+++ EXCERPTED RECORDS +++
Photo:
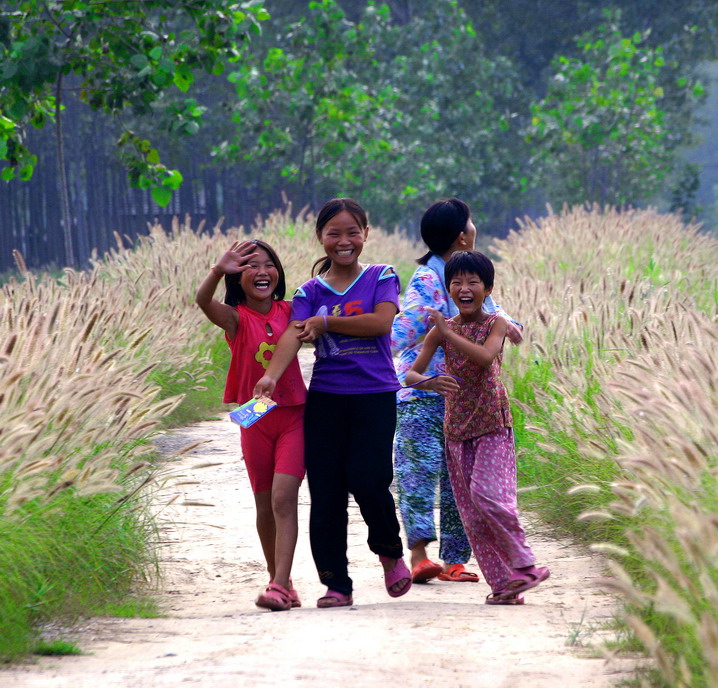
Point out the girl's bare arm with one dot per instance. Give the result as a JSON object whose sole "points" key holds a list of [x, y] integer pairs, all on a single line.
{"points": [[442, 384], [233, 261], [481, 354], [374, 324]]}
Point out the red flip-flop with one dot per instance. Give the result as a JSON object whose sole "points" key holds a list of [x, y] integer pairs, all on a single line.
{"points": [[459, 574], [424, 571]]}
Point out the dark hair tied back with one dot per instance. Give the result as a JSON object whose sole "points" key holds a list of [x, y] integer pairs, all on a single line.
{"points": [[441, 224]]}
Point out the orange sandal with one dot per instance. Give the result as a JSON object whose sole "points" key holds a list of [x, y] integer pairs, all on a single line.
{"points": [[459, 574], [424, 571]]}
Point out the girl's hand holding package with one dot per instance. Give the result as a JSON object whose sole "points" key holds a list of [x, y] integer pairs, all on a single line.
{"points": [[264, 387]]}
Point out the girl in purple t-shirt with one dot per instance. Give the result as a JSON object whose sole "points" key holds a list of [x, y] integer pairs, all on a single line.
{"points": [[347, 311]]}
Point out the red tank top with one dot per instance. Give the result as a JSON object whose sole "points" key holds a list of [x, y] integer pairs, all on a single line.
{"points": [[252, 347]]}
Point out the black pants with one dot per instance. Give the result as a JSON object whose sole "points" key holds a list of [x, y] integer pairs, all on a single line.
{"points": [[348, 449]]}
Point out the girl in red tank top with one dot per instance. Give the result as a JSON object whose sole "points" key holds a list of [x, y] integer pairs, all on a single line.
{"points": [[253, 316]]}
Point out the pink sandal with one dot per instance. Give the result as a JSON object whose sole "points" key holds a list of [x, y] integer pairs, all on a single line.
{"points": [[275, 597], [521, 581], [335, 599], [396, 575], [294, 598]]}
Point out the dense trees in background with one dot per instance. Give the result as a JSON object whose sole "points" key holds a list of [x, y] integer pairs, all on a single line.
{"points": [[506, 103]]}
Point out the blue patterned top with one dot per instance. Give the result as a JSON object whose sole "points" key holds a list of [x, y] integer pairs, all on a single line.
{"points": [[426, 288]]}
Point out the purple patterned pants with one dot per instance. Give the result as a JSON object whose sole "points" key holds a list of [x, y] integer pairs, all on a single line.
{"points": [[483, 478]]}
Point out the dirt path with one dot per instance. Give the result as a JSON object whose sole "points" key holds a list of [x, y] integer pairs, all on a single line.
{"points": [[214, 636]]}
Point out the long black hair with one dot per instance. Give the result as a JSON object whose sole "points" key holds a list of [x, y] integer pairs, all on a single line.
{"points": [[328, 211], [235, 294], [441, 224]]}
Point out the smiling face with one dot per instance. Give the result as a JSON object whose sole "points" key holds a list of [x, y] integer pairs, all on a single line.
{"points": [[259, 280], [468, 292], [343, 239]]}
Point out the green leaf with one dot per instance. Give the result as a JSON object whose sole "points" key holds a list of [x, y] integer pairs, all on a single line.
{"points": [[161, 195], [139, 61], [183, 78], [173, 180]]}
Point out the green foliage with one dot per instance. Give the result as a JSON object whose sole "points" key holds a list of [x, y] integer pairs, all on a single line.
{"points": [[604, 131], [63, 560], [395, 115], [121, 57], [306, 104]]}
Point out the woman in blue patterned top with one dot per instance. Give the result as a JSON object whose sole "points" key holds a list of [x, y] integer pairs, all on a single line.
{"points": [[419, 457]]}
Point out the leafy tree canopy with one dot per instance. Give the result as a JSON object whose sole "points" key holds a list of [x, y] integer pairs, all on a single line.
{"points": [[119, 56], [607, 130]]}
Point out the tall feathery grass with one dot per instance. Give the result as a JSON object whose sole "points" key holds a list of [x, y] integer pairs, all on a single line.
{"points": [[92, 364], [616, 391]]}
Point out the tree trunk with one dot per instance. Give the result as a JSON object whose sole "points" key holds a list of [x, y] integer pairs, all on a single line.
{"points": [[62, 178]]}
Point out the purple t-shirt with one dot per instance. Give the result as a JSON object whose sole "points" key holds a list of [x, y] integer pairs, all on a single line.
{"points": [[345, 364]]}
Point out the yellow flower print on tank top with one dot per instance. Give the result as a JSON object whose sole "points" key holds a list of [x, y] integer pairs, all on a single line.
{"points": [[260, 357]]}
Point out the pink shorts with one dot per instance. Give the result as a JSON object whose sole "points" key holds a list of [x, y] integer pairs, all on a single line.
{"points": [[274, 444]]}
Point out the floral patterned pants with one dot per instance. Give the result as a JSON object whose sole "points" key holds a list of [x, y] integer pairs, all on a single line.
{"points": [[420, 465], [483, 476]]}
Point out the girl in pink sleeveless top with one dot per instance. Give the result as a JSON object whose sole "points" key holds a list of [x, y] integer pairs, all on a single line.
{"points": [[253, 316], [480, 453]]}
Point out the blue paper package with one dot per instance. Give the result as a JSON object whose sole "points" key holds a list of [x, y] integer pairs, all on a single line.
{"points": [[250, 412]]}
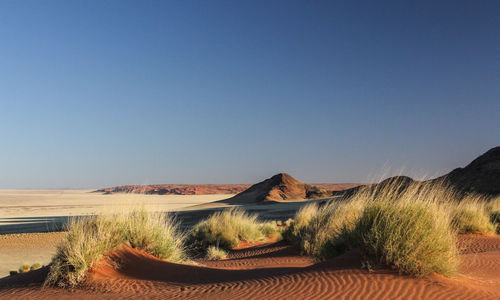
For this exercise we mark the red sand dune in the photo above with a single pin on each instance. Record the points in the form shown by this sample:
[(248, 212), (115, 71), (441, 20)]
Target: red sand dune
[(283, 187), (273, 271)]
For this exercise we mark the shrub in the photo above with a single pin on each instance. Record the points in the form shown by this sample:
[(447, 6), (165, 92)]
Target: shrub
[(89, 238), (412, 237), (35, 266), (405, 227), (317, 226), (493, 207), (215, 253), (24, 268), (470, 216), (296, 227), (226, 229)]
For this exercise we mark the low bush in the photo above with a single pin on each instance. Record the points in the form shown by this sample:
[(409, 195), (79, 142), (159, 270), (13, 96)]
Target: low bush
[(405, 227), (412, 237), (226, 229), (35, 266), (471, 216), (89, 238), (215, 253)]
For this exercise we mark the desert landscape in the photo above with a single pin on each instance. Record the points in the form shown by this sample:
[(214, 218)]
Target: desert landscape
[(250, 150), (278, 238)]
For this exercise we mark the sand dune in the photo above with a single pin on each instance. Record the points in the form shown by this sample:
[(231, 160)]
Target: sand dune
[(272, 271)]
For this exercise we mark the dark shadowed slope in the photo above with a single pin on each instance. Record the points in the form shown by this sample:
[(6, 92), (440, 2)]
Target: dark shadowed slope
[(482, 175), (280, 187)]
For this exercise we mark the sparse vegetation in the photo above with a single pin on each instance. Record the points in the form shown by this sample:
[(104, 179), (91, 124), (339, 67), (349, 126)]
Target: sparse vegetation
[(227, 228), (24, 268), (493, 207), (89, 238), (215, 253), (316, 226), (408, 227), (412, 237), (471, 216), (35, 266)]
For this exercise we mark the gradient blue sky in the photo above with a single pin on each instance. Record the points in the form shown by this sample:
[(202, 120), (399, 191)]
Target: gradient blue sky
[(106, 93)]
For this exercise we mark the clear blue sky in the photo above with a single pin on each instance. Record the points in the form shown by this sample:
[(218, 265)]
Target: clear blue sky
[(103, 93)]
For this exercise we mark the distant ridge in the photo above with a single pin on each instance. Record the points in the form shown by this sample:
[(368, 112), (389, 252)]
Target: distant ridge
[(177, 189), (482, 175), (280, 187), (201, 189)]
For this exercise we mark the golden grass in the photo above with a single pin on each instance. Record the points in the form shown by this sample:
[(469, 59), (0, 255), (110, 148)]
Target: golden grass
[(471, 216), (215, 253), (90, 238), (409, 226), (24, 268), (227, 228)]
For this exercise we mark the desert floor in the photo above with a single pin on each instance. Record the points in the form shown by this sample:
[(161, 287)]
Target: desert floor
[(272, 270), (30, 221)]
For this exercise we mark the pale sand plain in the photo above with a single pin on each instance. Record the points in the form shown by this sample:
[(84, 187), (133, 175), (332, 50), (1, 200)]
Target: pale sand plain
[(29, 217)]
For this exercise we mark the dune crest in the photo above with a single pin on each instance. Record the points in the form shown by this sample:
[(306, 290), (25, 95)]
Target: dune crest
[(280, 187)]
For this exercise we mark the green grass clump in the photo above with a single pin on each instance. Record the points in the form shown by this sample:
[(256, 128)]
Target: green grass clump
[(318, 226), (89, 238), (412, 237), (296, 227), (215, 253), (493, 208), (471, 216), (24, 268), (226, 229), (35, 266), (405, 227)]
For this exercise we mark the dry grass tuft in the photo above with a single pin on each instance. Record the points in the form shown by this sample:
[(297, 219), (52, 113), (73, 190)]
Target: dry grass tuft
[(471, 216), (89, 238), (215, 253), (405, 225), (227, 228), (24, 268)]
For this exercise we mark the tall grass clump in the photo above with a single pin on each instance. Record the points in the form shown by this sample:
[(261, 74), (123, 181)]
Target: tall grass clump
[(315, 227), (412, 237), (90, 238), (402, 224), (470, 215), (215, 253), (493, 208), (226, 229)]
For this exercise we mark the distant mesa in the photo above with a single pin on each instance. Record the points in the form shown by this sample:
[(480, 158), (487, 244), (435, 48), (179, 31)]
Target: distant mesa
[(280, 187), (288, 183), (482, 175), (177, 189)]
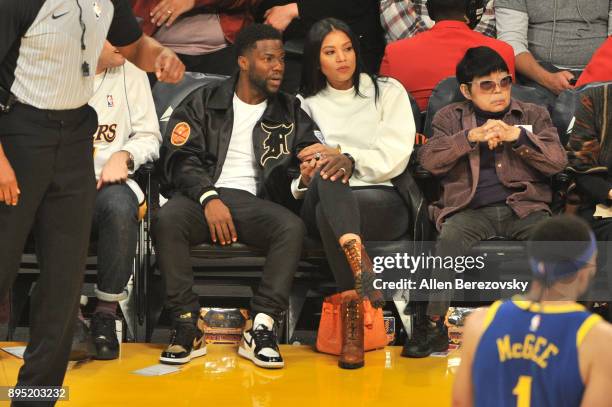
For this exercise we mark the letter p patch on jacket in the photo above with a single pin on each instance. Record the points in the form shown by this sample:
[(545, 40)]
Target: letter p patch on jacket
[(275, 144)]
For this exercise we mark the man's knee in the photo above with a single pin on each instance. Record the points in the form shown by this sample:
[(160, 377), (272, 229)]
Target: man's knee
[(292, 227), (116, 203), (166, 222)]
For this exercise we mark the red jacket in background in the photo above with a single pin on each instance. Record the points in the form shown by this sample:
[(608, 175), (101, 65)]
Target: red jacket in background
[(422, 61), (600, 67), (233, 14)]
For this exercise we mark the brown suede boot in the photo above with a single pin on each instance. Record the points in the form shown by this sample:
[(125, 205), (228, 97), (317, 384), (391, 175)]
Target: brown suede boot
[(352, 331), (362, 268)]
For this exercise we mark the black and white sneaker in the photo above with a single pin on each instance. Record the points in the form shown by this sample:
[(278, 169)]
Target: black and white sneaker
[(104, 334), (259, 343), (186, 342)]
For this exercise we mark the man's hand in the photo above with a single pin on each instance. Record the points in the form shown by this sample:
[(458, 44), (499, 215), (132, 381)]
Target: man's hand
[(558, 82), (477, 135), (9, 189), (307, 170), (168, 67), (502, 131), (316, 150), (167, 11), (115, 170), (336, 167), (220, 222), (280, 17)]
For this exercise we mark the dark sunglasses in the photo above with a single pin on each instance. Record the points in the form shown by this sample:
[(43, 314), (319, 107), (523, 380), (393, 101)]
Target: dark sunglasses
[(489, 86)]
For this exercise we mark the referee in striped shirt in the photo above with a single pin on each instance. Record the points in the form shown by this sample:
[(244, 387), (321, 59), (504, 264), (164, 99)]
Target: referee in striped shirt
[(48, 55)]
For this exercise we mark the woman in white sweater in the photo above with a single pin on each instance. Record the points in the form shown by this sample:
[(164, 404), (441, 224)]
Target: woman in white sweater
[(368, 120)]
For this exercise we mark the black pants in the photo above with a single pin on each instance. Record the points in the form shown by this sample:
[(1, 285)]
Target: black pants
[(332, 209), (115, 227), (52, 155), (466, 228), (180, 223)]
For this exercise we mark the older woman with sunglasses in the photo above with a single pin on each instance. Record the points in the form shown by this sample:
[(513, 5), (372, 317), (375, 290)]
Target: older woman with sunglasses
[(494, 157)]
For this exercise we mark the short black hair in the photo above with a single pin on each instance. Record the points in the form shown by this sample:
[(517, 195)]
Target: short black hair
[(313, 80), (446, 9), (478, 62), (248, 36), (572, 230)]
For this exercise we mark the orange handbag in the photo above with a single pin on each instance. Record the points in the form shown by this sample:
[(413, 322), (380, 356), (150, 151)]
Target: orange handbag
[(329, 337)]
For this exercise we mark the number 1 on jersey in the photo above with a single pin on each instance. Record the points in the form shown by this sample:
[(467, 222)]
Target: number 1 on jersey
[(522, 391)]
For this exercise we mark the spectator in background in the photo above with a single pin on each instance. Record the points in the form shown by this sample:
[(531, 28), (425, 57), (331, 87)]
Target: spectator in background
[(294, 19), (405, 18), (420, 63), (370, 121), (201, 32), (599, 68), (495, 175), (553, 42), (127, 137), (590, 160)]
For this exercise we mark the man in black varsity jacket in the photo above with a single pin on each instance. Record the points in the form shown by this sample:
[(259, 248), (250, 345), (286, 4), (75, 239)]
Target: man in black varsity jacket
[(228, 161)]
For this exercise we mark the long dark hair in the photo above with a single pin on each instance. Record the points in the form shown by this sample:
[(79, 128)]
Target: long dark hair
[(313, 80)]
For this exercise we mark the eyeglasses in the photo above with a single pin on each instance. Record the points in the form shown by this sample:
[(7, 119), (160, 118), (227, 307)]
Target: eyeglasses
[(489, 85)]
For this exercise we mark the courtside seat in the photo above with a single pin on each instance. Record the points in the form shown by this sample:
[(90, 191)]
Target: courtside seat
[(239, 265), (565, 106), (445, 93)]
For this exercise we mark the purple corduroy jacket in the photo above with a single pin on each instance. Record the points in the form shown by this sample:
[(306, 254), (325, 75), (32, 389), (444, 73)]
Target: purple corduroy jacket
[(525, 167)]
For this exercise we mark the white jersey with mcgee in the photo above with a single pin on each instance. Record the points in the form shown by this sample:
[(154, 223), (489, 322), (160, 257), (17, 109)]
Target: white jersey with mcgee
[(126, 119), (379, 135), (240, 169)]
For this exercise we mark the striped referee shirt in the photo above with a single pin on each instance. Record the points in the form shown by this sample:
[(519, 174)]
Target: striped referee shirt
[(41, 47)]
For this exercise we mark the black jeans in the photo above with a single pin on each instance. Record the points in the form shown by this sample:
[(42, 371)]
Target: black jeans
[(332, 209), (52, 155), (466, 228), (115, 226), (181, 223)]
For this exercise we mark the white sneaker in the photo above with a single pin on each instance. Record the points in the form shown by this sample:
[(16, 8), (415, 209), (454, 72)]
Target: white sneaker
[(259, 343)]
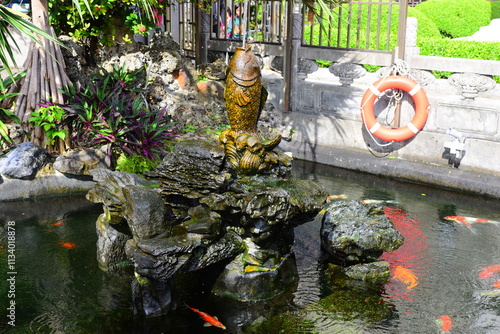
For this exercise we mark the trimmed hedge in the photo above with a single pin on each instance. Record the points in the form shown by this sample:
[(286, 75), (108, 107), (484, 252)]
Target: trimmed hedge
[(459, 49), (426, 28), (495, 9), (457, 18)]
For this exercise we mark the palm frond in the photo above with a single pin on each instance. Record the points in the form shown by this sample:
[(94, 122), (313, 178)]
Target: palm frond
[(17, 20)]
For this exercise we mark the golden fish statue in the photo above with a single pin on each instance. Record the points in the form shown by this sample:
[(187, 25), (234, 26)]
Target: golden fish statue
[(245, 97)]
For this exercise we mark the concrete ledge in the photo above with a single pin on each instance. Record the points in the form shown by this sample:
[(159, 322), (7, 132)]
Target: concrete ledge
[(43, 186), (439, 176)]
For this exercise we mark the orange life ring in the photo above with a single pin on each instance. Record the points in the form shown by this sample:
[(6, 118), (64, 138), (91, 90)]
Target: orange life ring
[(421, 108)]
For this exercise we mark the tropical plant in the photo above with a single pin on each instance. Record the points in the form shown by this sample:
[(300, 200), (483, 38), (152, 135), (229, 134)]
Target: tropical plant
[(19, 21), (111, 109), (49, 117), (101, 20), (6, 114)]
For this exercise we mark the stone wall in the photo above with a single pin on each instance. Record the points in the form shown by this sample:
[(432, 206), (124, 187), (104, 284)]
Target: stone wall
[(326, 113)]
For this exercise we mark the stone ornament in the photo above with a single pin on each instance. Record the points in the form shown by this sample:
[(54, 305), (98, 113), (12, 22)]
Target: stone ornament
[(347, 72), (245, 96), (470, 84), (305, 67), (277, 63)]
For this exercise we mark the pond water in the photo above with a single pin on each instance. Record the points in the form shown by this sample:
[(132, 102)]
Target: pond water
[(59, 289)]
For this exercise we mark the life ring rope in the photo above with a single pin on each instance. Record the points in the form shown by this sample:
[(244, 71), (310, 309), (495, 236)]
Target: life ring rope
[(377, 125), (375, 129)]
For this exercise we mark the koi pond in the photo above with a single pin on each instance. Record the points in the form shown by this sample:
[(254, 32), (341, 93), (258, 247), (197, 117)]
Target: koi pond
[(450, 281)]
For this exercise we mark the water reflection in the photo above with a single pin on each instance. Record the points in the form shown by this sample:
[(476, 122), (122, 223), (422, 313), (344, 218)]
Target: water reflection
[(61, 290)]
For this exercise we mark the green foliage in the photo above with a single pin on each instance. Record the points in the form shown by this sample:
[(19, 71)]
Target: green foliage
[(136, 164), (459, 49), (5, 114), (335, 32), (495, 10), (111, 109), (50, 118), (10, 18), (457, 18), (426, 28), (101, 19)]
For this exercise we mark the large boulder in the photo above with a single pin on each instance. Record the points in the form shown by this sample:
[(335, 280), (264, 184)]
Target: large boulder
[(81, 161), (353, 232), (24, 161)]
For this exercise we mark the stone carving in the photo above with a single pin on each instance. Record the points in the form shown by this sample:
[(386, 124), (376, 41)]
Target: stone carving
[(277, 63), (305, 67), (245, 96), (423, 78), (347, 72), (411, 31), (470, 84)]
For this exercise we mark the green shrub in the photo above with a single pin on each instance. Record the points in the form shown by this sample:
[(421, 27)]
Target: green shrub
[(341, 15), (459, 49), (426, 28), (495, 9), (457, 18), (136, 164)]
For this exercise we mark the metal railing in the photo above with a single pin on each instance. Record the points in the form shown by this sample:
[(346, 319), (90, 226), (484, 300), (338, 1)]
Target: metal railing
[(264, 21), (180, 21), (367, 25)]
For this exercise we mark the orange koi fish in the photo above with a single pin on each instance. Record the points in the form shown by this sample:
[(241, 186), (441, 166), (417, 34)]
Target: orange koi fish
[(405, 276), (66, 244), (490, 271), (341, 196), (468, 221), (209, 320), (445, 322), (378, 201)]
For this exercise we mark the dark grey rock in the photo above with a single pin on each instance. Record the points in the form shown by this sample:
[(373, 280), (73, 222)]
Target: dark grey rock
[(193, 170), (80, 162), (110, 246), (238, 283), (24, 161), (353, 232), (374, 272), (151, 297), (144, 211), (109, 191)]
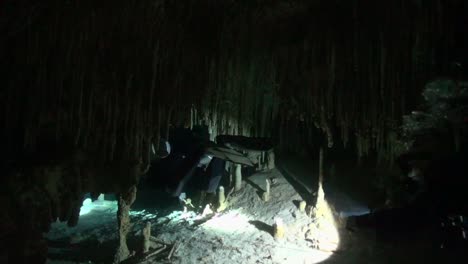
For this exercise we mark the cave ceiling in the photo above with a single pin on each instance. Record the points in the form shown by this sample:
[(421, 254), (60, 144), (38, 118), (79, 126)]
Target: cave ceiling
[(111, 76)]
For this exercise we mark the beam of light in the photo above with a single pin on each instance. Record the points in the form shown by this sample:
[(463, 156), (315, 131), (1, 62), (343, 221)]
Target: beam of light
[(229, 222)]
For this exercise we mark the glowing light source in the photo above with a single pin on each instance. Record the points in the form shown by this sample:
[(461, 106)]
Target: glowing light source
[(89, 206)]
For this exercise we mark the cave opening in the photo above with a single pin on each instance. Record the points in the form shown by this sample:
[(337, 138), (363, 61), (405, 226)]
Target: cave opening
[(263, 131)]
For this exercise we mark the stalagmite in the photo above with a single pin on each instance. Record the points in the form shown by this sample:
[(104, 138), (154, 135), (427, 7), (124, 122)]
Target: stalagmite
[(266, 193), (302, 206), (146, 234), (237, 177), (221, 199), (126, 199), (271, 159)]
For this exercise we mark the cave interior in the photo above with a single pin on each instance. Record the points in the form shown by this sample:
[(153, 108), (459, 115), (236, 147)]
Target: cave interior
[(234, 131)]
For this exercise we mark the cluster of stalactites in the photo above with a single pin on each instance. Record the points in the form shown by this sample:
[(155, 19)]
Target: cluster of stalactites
[(115, 78)]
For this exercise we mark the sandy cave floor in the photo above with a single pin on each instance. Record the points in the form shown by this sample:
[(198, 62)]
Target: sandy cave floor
[(240, 234)]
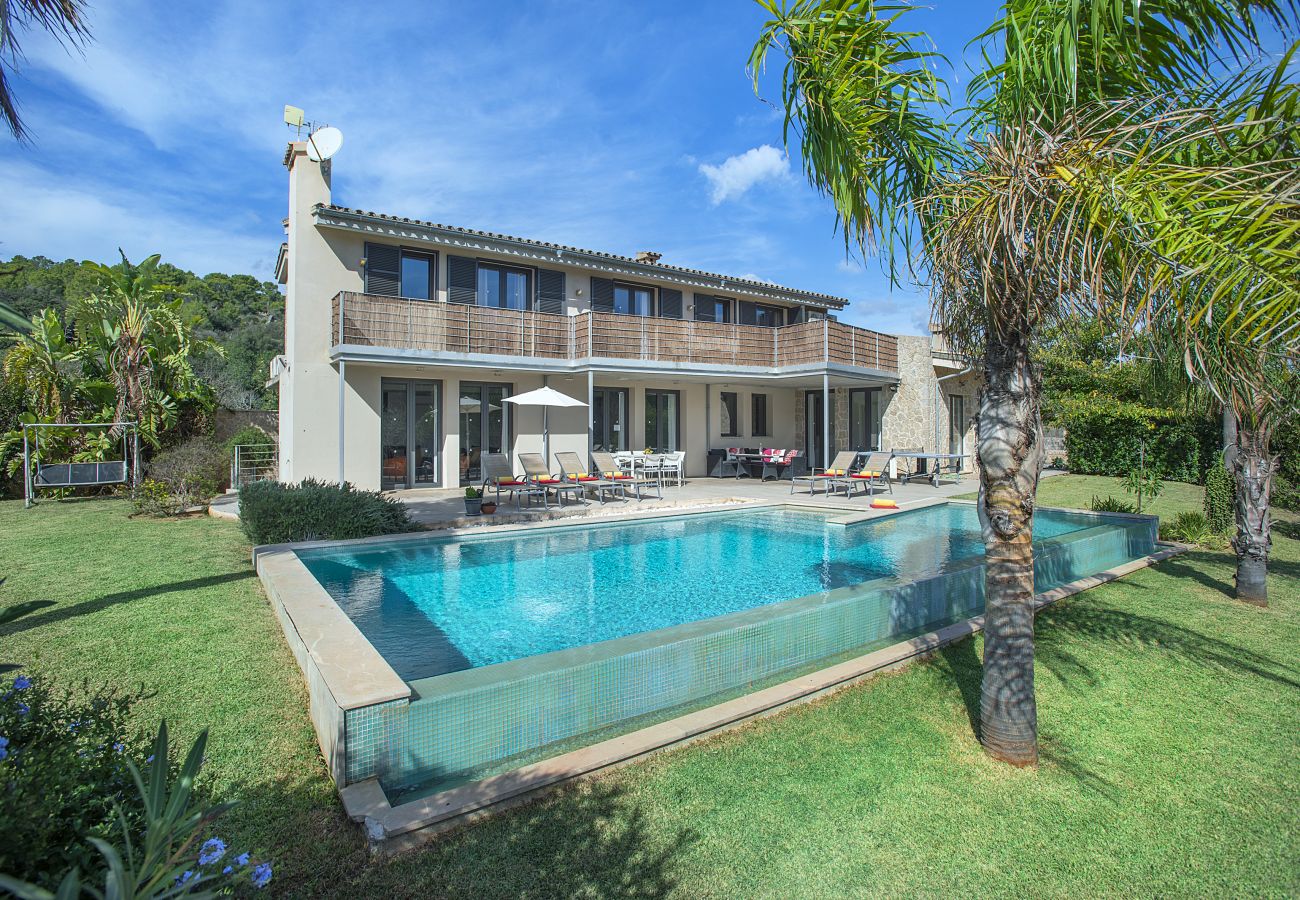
+++
WORK INSTRUCTIONS
Take the line containing "For this exercise we mark the cave interior" and every line after it up to the end of the entries, and quote them exactly. Both ends count; the pictures do not.

TASK OUTPUT
For this exercise we mark the cave interior in the photo above with a single pin on each instance. Record the points in the form shown by this sample:
[(153, 108), (459, 115), (236, 147)]
Target: cave interior
[(234, 131)]
For this exercise we mark the cluster of stalactites in the photo above with a single pin on each instance. Record the points in the form shown by this sample:
[(155, 19)]
Target: cluster of stalactites
[(115, 78)]
For this exercise we mark the sandy cave floor in the photo above with a single pin on each instance. Record the points in the form shown by this sample:
[(198, 62)]
Target: sandy cave floor
[(240, 234)]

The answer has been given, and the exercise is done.